--- Records supplied ---

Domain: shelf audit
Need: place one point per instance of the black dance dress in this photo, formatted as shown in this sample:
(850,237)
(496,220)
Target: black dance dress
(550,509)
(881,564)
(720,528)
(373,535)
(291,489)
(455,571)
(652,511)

---

* _Try it_
All of the lines above must be returned exactly as they stand.

* _Task result_
Domain: shelf audit
Need: place one point per instance of the black dance dress in this photo, formatted as shown in this sample:
(850,237)
(496,220)
Target: black dance dress
(550,509)
(881,564)
(720,528)
(373,535)
(291,489)
(455,571)
(652,511)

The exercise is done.